* **Passage**:
☆ ☆ ☆ ☆ ☆ ☆ ☆
Detect if a user has typed an emoji character in UITextView

Asked 15/1, 2013 at 0:10 Answered 27/11, 2019 at 8:30

Solved ios objective-c unicode detect emoji

I have a UITextView and I need to detect if a user enters an emoji character.

I would think that just checking the unicode value of the newest character would suffice but with the new emoji 2s, some characters are scattered all throughout the unicode index (i.e. Apple's newly designed copyright and register logos).

Perhaps something to do with checking the language of the character with NSLocale or LocalizedString values?

Does anyone know a good solution?

Thanks!

Tullis answered 15/1, 2013 at 0:10 Comment(4)

Out of curiosity, why do you want to detect this? – Live 15/1, 2013 at 0:56

I'm making a text editor that adds text effects via HTML/CSS but the text is entered through a UITextField.... Emojis don't display properly with my CSS effects so I need to not allow users to use them. – Tullis 15/1, 2013 at 1:4

Back after 3 years - it may be possible to add them to a UILabel and see if the font assigned is AppleColorEmoji? You could also snapshot UILabel w/ the character and average the pixels into one and see if it's black, if it's not it's an emoji (with the exception of solid black emojis) – Tullis 22/9, 2016 at 22:46

Actually, don't add them to UILabel. Put them to the NSMutableAttributedString, and then call .fixAttributes on it. Then check what fonts are assigned to them. And you might want to check if it is anything other than Helvetica: there are certain characters that use other fonts. – Plataea 9/1, 2021 at 0:28

Over the years these emoji-detecting solutions keep breaking as Apple adds new emojis w/ new methods (like skin-toned emojis built by pre-cursing a character with an additional character), etc.
☆ ☆ ☆ ☆ ☆ ☆ ☆
* **Given information**:

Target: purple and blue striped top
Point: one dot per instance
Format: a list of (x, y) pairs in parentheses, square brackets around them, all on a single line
☆ ☆ ☆ ☆ ☆ ☆ ☆
* **Task list**:
#1 In the emoji-detection thread, why does the asker need to keep users from entering emoji?
#2 List every tag shown on the emoji-detection thread.
#3 Continue the emoji-detection thread from its final sentence.

* **Outputs in order**:
#1 Emoji don't display properly with the asker's HTML/CSS text effects.

#2 ios, objective-c, unicode, detect, emoji

#3
I finally broke down and just wrote the following method which works for all current emojis and should work for all future emojis.

The solution creates a UILabel with the character and a black background. CG then takes a snapshot of the label and I scan all pixels in the snapshot for any non solid-black pixels. The reason I add the black background is to avoid issues of false-coloring due to Subpixel Rendering

The solution runs VERY fast on my device, I can check hundreds of characters a second, but it should be noted that this is a CoreGraphics solution and should not be used heavily like you could with a regular text method. Graphics processing is data heavy so checking thousands of characters at once could result in noticeable lag.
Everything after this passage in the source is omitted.